Labeled-object pointing entries:
++++++++++

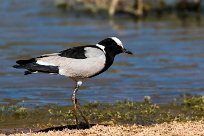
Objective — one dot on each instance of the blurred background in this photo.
(166, 37)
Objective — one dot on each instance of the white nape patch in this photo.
(117, 41)
(44, 63)
(101, 47)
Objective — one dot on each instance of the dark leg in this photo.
(77, 105)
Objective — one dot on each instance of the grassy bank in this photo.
(119, 113)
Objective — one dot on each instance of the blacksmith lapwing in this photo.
(77, 63)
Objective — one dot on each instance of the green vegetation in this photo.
(126, 112)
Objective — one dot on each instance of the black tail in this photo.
(33, 67)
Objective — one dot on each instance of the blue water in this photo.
(168, 59)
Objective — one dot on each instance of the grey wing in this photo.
(92, 63)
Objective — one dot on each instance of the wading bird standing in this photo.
(77, 63)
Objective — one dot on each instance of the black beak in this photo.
(126, 51)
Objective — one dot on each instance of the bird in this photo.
(78, 63)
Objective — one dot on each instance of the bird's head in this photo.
(113, 45)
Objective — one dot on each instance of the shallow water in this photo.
(168, 60)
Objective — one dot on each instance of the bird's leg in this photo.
(75, 106)
(79, 83)
(84, 117)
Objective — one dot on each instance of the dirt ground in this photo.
(165, 129)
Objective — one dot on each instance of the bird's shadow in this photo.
(60, 128)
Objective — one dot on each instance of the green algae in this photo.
(121, 112)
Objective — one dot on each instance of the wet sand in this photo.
(166, 129)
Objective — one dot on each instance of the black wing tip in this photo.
(27, 72)
(23, 62)
(17, 66)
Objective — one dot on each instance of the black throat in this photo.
(110, 54)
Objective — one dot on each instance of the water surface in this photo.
(168, 60)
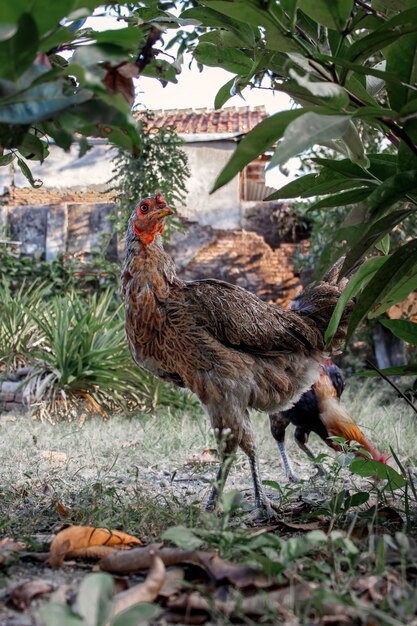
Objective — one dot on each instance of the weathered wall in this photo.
(67, 178)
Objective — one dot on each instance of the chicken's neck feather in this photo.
(148, 266)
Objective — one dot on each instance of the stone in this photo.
(56, 231)
(28, 225)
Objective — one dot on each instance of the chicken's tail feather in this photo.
(318, 303)
(337, 421)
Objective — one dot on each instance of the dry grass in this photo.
(133, 473)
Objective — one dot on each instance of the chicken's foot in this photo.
(308, 451)
(264, 506)
(218, 486)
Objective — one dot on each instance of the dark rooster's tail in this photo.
(338, 423)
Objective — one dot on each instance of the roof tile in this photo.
(196, 121)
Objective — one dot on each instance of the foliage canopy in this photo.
(349, 65)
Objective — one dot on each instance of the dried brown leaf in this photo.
(209, 456)
(117, 81)
(75, 538)
(23, 594)
(144, 592)
(8, 546)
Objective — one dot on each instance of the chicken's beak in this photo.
(161, 213)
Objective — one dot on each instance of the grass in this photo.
(132, 472)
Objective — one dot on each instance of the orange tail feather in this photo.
(337, 420)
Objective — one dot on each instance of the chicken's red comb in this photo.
(159, 198)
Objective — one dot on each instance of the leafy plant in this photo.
(162, 166)
(94, 606)
(19, 334)
(84, 355)
(342, 63)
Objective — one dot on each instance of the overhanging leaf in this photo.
(369, 467)
(331, 13)
(18, 52)
(306, 131)
(401, 263)
(259, 139)
(403, 329)
(399, 370)
(95, 599)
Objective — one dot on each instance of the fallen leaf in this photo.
(119, 80)
(4, 419)
(174, 578)
(143, 592)
(23, 594)
(61, 509)
(75, 538)
(8, 547)
(209, 456)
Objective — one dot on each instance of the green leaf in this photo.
(210, 18)
(18, 52)
(95, 599)
(402, 62)
(259, 139)
(342, 199)
(369, 467)
(402, 263)
(322, 89)
(5, 159)
(399, 370)
(142, 613)
(47, 14)
(28, 174)
(331, 13)
(128, 38)
(224, 94)
(230, 59)
(306, 131)
(384, 245)
(53, 614)
(366, 236)
(32, 147)
(405, 330)
(182, 537)
(357, 283)
(354, 145)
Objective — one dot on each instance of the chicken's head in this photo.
(149, 218)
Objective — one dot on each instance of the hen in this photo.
(234, 351)
(318, 411)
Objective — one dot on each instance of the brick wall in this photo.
(20, 196)
(240, 257)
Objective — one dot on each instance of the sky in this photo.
(198, 90)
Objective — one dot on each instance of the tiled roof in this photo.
(230, 120)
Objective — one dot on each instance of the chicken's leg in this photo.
(279, 423)
(227, 447)
(301, 438)
(247, 443)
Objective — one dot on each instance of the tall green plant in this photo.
(84, 355)
(162, 166)
(19, 334)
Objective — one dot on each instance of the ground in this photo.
(144, 474)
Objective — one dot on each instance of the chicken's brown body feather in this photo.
(234, 351)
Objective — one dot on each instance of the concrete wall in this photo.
(67, 176)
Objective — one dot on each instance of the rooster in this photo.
(318, 411)
(233, 350)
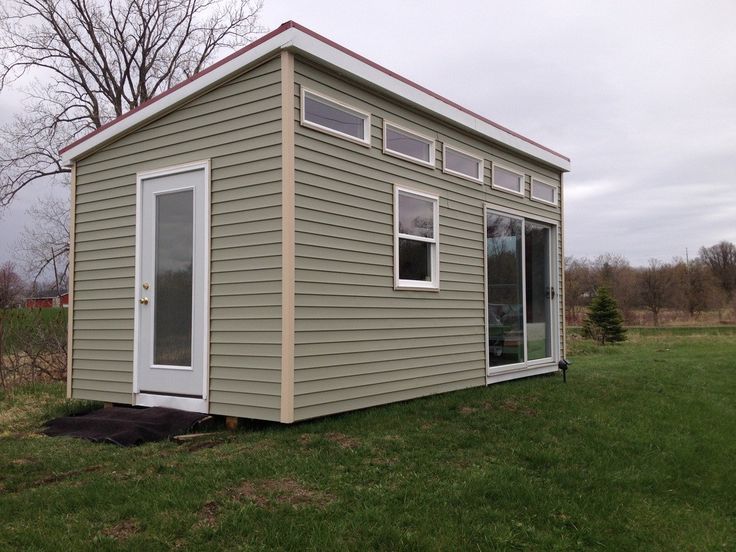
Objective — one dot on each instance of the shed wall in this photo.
(238, 127)
(359, 342)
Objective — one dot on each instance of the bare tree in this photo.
(43, 245)
(96, 59)
(614, 272)
(721, 259)
(656, 287)
(579, 287)
(11, 286)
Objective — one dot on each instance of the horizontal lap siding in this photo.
(238, 127)
(359, 342)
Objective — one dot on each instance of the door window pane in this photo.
(505, 289)
(538, 290)
(172, 344)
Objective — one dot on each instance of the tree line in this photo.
(683, 288)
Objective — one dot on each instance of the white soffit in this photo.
(312, 46)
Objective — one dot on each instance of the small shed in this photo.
(297, 231)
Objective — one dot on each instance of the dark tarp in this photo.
(125, 426)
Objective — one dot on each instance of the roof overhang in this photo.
(293, 36)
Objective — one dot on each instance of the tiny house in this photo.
(297, 231)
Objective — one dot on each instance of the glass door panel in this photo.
(172, 343)
(538, 290)
(504, 250)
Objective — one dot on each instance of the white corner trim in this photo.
(293, 38)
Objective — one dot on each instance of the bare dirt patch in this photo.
(269, 493)
(123, 530)
(64, 476)
(208, 514)
(512, 405)
(342, 440)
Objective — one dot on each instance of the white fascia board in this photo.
(293, 38)
(181, 94)
(332, 56)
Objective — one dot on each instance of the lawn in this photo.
(635, 452)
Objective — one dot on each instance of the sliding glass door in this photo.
(520, 291)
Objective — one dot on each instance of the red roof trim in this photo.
(194, 77)
(293, 24)
(421, 88)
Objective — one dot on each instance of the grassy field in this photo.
(635, 452)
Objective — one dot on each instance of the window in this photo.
(408, 145)
(507, 179)
(335, 118)
(416, 237)
(544, 192)
(462, 164)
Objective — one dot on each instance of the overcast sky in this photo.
(640, 95)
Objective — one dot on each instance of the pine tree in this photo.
(604, 322)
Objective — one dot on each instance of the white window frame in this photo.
(342, 107)
(546, 182)
(481, 164)
(413, 134)
(434, 283)
(521, 193)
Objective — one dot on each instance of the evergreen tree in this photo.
(604, 322)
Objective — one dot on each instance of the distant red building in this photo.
(47, 302)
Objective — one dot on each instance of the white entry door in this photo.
(171, 283)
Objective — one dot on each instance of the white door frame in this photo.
(173, 401)
(538, 366)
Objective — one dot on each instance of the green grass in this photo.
(635, 452)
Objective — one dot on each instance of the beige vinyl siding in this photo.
(359, 342)
(238, 127)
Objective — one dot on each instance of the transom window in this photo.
(507, 179)
(462, 164)
(408, 145)
(541, 191)
(416, 235)
(330, 116)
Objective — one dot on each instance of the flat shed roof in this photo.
(292, 36)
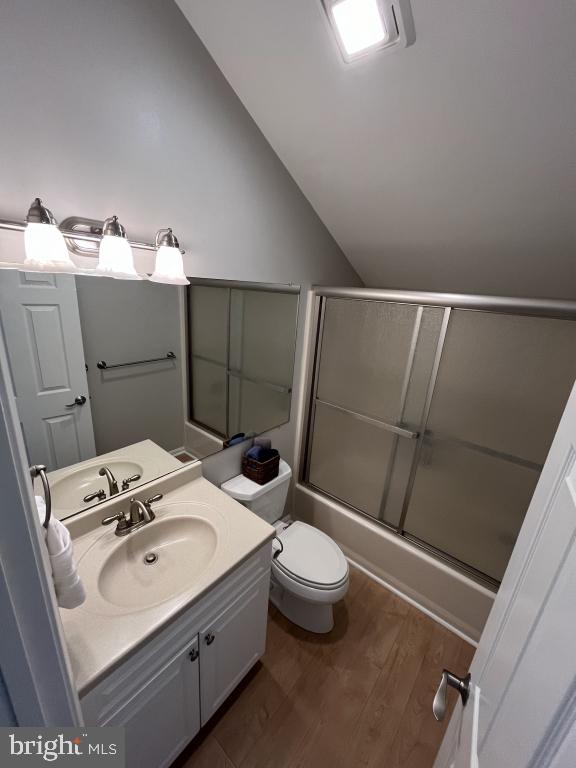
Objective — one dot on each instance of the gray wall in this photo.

++++++++++

## SET EXERCISE
The pictures in the entries should be left out; output everything else exactly.

## RESULT FOR THIS TASK
Objective — one dot on each instance of the blurred background in this photo.
(166, 37)
Objective — one dot on each instance of the white nape patch in this photo.
(117, 41)
(44, 63)
(101, 47)
Objective — one dot on each instance of the dark leg in this photo.
(77, 105)
Objective — one dot on each instance of the grassy bank in this photo.
(119, 113)
Objective — one dot on each instance of the blacksmith lapwing in this photo.
(77, 63)
Objective — one dot on each instance of the green vegetation in this photo.
(126, 112)
Objective — one dot on each instance of the black tail in this photo.
(33, 67)
Objective — one dot on each instance of the blue water in this photo.
(168, 59)
Objective — one dot on each instance of the grey wing in this photo.
(92, 63)
Objective — one dot on each instance of the wading bird standing in this photo.
(77, 63)
Objective — one dot on each instance of the black beak in this photo.
(126, 51)
Objective — one dot on each instance of the bird in this photo.
(78, 63)
Objective — one dot on each instance of the bird's head in this photo.
(113, 45)
Objective — one dot on each instance of the shallow water in this photo.
(168, 60)
Objective — one dot on each instance of the bird's leg in this photo.
(75, 106)
(79, 83)
(84, 117)
Objective — one dot on each instance of the dirt ground in this photo.
(165, 129)
Objective — one dot on each instance of the bird's shadow in this photo.
(60, 128)
Objective — one dot on each instance of the green algae in this photo.
(121, 112)
Objective — one dot on each instance of the wet sand in this photo.
(166, 129)
Objective — one dot on each instance of the black wing tip in this photo.
(27, 72)
(23, 62)
(17, 66)
Objective — one dot on each instance of the black throat in this photo.
(110, 54)
Objective — one dot on each instance of the water surface in this photo.
(168, 60)
Objective — one dot on each instance of the weathered wall in this photo.
(67, 178)
Objective — one dot on each instance of the chicken's neck feather in this photo.
(148, 266)
Objective — one dot on each instance of the stone in this photo.
(56, 231)
(28, 225)
Objective — one dot on each instance of the chicken's tail feather in this photo.
(318, 303)
(337, 421)
Objective — one dot on each instance of the dry grass in this photo.
(133, 473)
Objective — one dot on each instance of the chicken's foot in this photo.
(308, 451)
(264, 506)
(218, 486)
Objective — one dot on each instance of the dark rooster's tail in this photo.
(338, 423)
Objective — one dot on each instance of the roof tile in this photo.
(196, 121)
Objective — one dot on each instance of the foliage canopy in this photo.
(349, 65)
Objective — one dot on each instance of the dried brown leaf in this photo.
(209, 456)
(117, 81)
(75, 538)
(23, 594)
(144, 592)
(8, 546)
Objective — one dot on each instance of the chicken's beak in this photo.
(161, 213)
Objective — one dot on each instance of the grass in this photo.
(132, 472)
Objective — one dot on each instance of the orange tail feather in this photo.
(337, 420)
Objective — one dot on each instance of the chicken's red comb in this photo.
(159, 198)
Objective — one dot on each instance of the leafy plant in this photo.
(162, 166)
(94, 606)
(19, 334)
(84, 355)
(342, 63)
Objective — one dot on each instance of the overhanging leaf in this photo.
(369, 467)
(331, 13)
(18, 52)
(306, 131)
(401, 263)
(259, 139)
(403, 329)
(399, 370)
(95, 599)
Objective — one dot on each instance of the fallen leaf in this photo.
(119, 80)
(4, 419)
(174, 578)
(143, 592)
(23, 594)
(61, 509)
(75, 538)
(8, 547)
(209, 456)
Objective — one dot on each instance of the green leaf in this photo.
(210, 18)
(18, 52)
(95, 599)
(402, 62)
(259, 139)
(342, 199)
(369, 467)
(402, 263)
(322, 89)
(5, 159)
(399, 370)
(142, 613)
(47, 14)
(28, 174)
(331, 13)
(128, 38)
(224, 94)
(230, 59)
(306, 131)
(384, 245)
(53, 614)
(366, 236)
(32, 147)
(405, 330)
(182, 537)
(357, 283)
(354, 145)
Objective — one dot on each instance of the chicken's head in this photo.
(149, 218)
Objective — one dot on each instance of the hen in this photo.
(234, 351)
(318, 411)
Objective — one dot on each instance of the brick wall in this photo.
(20, 196)
(240, 257)
Objective — one dot on each instance of the sky in this photo.
(198, 90)
Objective — one dot on each instance of the tiled roof in this photo.
(230, 120)
Objective — one dot on each instance of the chicken's leg in this photo.
(279, 423)
(227, 447)
(301, 438)
(247, 443)
Objective — one dot on each instance of the tall green plant in this photo.
(84, 355)
(162, 166)
(19, 334)
Objective — one dot on each instance of the ground in this photo.
(144, 474)
Objective — one dot on each instance of the chicken's brown body feather in this photo.
(234, 351)
Objective — one dot on each instance of the concrete wall in this photo.
(67, 176)
Objective — one dot on each instance of the rooster in this photo.
(318, 411)
(233, 350)
Objective — one dot on each instance of the shed wall in this photo.
(238, 127)
(359, 342)
Objective — one dot on each instance of the bare tree in this photo.
(43, 245)
(96, 59)
(614, 272)
(721, 259)
(656, 287)
(579, 287)
(11, 286)
Objective — one dot on each instance of the horizontal lap siding in this photo.
(238, 127)
(359, 342)
Objective — one dot on each instance of the door window pane in this photo.
(505, 289)
(538, 290)
(172, 344)
Objective — one dot on each instance of the tree line in this photo.
(683, 288)
Objective — one dot on each instance of the white soffit in this photo.
(312, 46)
Objective — one dot on each instance of the small shed in this photo.
(297, 231)
Objective — one dot on each instance of the dark tarp in this photo.
(125, 426)
Objective — one dot on each instance of the roof overhang in this photo.
(293, 36)
Objective — one dot on each instance of the tiny house in this photo.
(297, 231)
Objective — one dot on each instance of the glass door panel in this photo.
(172, 343)
(538, 290)
(504, 250)
Objective — one dot on each instance of the white corner trim in this photo.
(293, 38)
Objective — one dot on each instance of the bare dirt patch in this photo.
(269, 493)
(123, 530)
(64, 476)
(208, 514)
(512, 405)
(342, 440)
Objective — one dot on each instance of the white fascia board in this photo.
(293, 38)
(181, 94)
(332, 56)
Objective — one dot on each instance of the lawn in this photo.
(635, 452)
Objective — one dot on each instance of the sliding glass door in this photo.
(520, 291)
Objective — one dot on each instance of the red roof trim in this photo.
(194, 77)
(293, 24)
(421, 88)
Objective — one dot on each instance of the grassy field in this photo.
(635, 452)
Objective — one dot on each instance of the window in this photo.
(408, 145)
(507, 179)
(335, 118)
(416, 237)
(544, 192)
(462, 164)
Objective — one dot on each instance of the overcast sky in this photo.
(640, 95)
Objective — one dot on each instance of the pine tree in this photo.
(604, 322)
Objective — one dot on each instance of the white window frame in this photo.
(342, 107)
(546, 182)
(481, 164)
(413, 134)
(434, 283)
(521, 193)
Objective — one dot on each instance of the evergreen tree in this photo.
(604, 322)
Objective — one dot on each instance of the distant red building in this photo.
(47, 302)
Objective — one dot on each instance of the white entry door in this photo.
(171, 283)
Objective — one dot on each instance of the white door frame in this photo.
(173, 401)
(538, 366)
Objective — one dot on each instance of the green grass in this photo.
(635, 452)
Objective — one dot on each instance of the beige vinyl siding in this photo.
(359, 342)
(238, 127)
Objective — one dot on each instance of the transom window in this photo.
(507, 179)
(462, 164)
(408, 145)
(541, 191)
(416, 235)
(330, 116)
Objective — one dot on each instance of the flat shed roof in this photo.
(292, 36)
Objective — one dot on each instance of the gray wall in this photo.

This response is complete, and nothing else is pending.